> REQUIREMENT A
In the passage about Willie Stark, rewrite the part that opens with the words containing "For white progressives, removing" and closes with "and more effective.", swapping "black people" for "African Americans".
> REQUIREMENT B
Carry on the passage about Willie Stark and Huey Long from the point where it stops.

> DOCUMENT EXCERPT
For white progressives, removing black people makes the politics of anti-poverty much more straight-forward. When Willie Stark funds schools and hospitals, it helps the poor. Historians have pointed out that, despite his assertions to the contrary, Long's anti-poverty programs did little to aid black people. Stark, though, doesn't need to worry about that, since there are no black people in his state. If the South is monochrome, Stark is nobler and more effective.
The elite case against white populism is, oddly, also bolstered by the erasure of the African-American poor. Stark is implicitly compared to Hitler in the film. He's got uniformed police following him everywhere, he threatens to use the state militia to stage military resistance to democratic institutions, and his angry speeches with boisterous crowds gesture visually at Nazi rallies. Nazism was, of course, centered on racism—a context eliminated in the film. Take the racism out of white populism, and suddenly you can smear socialist programs directly as Nazism, without having to grapple with prejudice at all. Championing the poor or denigrating the mob—both are a lot simpler for white people if white people are the only poor mob around.
Most historians agree that Long's racism was relatively casual. Donald Trump's anti-immigration program is central to his message; Long was more of an opportunist, using racist appeals when they were convenient, and making noises about racial inclusion in his poverty programs when that seemed likely to net him more votes. But that doesn't mean that Long was racially enlightened. It just shows how pervasive racism was for politicians in the South—and throughout the country.

> EXTRACTED ENTRIES
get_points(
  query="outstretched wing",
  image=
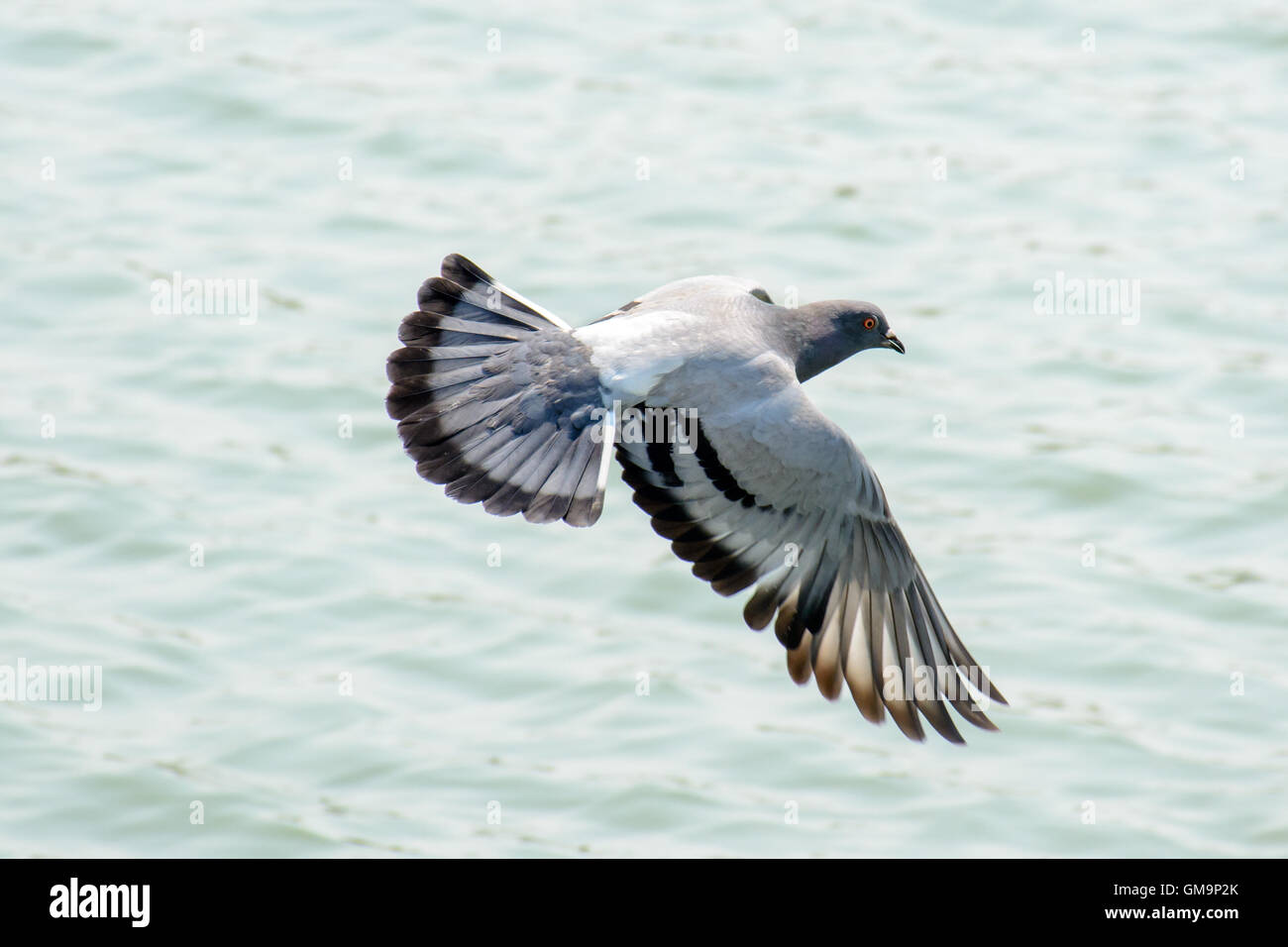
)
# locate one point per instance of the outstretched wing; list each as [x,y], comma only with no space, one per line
[754,484]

> TASK ANSWER A
For white progressives, removing African Americans makes the politics of anti-poverty much more straight-forward. When Willie Stark funds schools and hospitals, it helps the poor. Historians have pointed out that, despite his assertions to the contrary, Long's anti-poverty programs did little to aid African Americans. Stark, though, doesn't need to worry about that, since there are no African Americans in his state. If the South is monochrome, Stark is nobler and more effective.

> TASK ANSWER B
Acknowledging the racism of white politicians would mean abandoning the melodrama of innocence and corruption so beloved in early Hollywood political films. Does Capra's Mr. Smith plan to include black children in his boys' camp on the banks of that pure Western river he speaks of so lyrically? When Sturges' McGinty suddenly decides to be an honest man, does that mean he's going to desegregate government offices?
Like these other political films, All the King's Men is obsessed with purity, honesty and integrity; its big theme is the relationship between power and corruption. Willie Stark, and the newspaperman Jack Burden (John Ireland) who supports him, both begin without power. They’re pure of heart. Then they gain influence, and do awful things. It's a familiar arc… but it's only possible if you assume that Stark and Burden (and Smith, and for that matter McGinty) had no power to begin with.
In an apartheid society, though, white people do have power. Even when he was poor and struggling, Burden is hired at a major newspaper, and is treated as an acceptable suitor for Anne, who belongs to one of the most respected political families in the state. Stark’s poor and a political outsider, but even so he’s able to attend law school. The "hicks" who Stark champions are disadvantage and exploited—but they have the right and the power to terrorize black people.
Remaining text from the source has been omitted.